TASK DIRECTIONS — Within the records below, reproduce without change the lines from the line that has "the town, writing one line per instance." through the line that has "the sky, writing one line per instance.", and only those.

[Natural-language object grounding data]
● ● ● ● ●

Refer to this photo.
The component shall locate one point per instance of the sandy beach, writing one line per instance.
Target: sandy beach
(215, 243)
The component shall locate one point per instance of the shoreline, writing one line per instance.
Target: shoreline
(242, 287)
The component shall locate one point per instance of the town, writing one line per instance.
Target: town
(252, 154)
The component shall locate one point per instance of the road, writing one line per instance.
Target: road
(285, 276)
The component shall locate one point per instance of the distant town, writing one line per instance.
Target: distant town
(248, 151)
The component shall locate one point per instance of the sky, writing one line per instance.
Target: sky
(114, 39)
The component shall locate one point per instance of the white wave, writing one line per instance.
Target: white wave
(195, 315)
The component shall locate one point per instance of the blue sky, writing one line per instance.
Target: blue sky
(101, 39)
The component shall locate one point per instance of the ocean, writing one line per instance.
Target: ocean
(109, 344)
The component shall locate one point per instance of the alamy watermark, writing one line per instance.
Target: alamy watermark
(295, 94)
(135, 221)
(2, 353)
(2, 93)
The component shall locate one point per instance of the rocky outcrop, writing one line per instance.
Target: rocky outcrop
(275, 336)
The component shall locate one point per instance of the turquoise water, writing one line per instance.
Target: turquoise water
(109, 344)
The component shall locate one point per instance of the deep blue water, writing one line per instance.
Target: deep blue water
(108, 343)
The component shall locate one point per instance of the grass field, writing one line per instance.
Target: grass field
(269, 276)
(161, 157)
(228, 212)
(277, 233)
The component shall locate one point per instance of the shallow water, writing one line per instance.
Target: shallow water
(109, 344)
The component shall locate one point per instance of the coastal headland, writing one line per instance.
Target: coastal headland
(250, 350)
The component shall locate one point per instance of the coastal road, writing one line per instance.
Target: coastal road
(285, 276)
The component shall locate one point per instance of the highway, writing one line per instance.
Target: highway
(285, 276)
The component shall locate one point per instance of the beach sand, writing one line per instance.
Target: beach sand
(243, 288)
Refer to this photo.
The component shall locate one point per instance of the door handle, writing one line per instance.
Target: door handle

● ● ● ● ●

RESPONSE BOX —
The component shall locate one point per instance of the town, writing one line per instance.
Target: town
(252, 154)
The component shall locate one point per instance of the road, writing one line per instance.
Target: road
(285, 276)
The component shall locate one point per instance of the distant town, writing one line per instance.
Target: distant town
(248, 151)
The component shall locate one point per instance of the sky, writing one line per instance.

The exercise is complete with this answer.